Records from a data collection
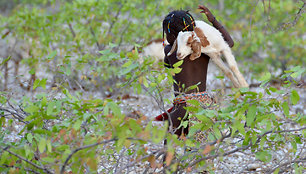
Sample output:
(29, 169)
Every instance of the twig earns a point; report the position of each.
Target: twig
(244, 147)
(33, 164)
(90, 146)
(26, 169)
(82, 148)
(286, 164)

## GIVEN PROBLEM
Rewrite the lines above, replacing "twig" with "branch" and keeping everything else the same. Omit the pictures.

## RESULT OF THIS EXERCISE
Sample output:
(29, 169)
Every instance of the branch earns a point; report the position of each.
Target: branch
(244, 147)
(33, 164)
(90, 146)
(26, 169)
(82, 148)
(286, 164)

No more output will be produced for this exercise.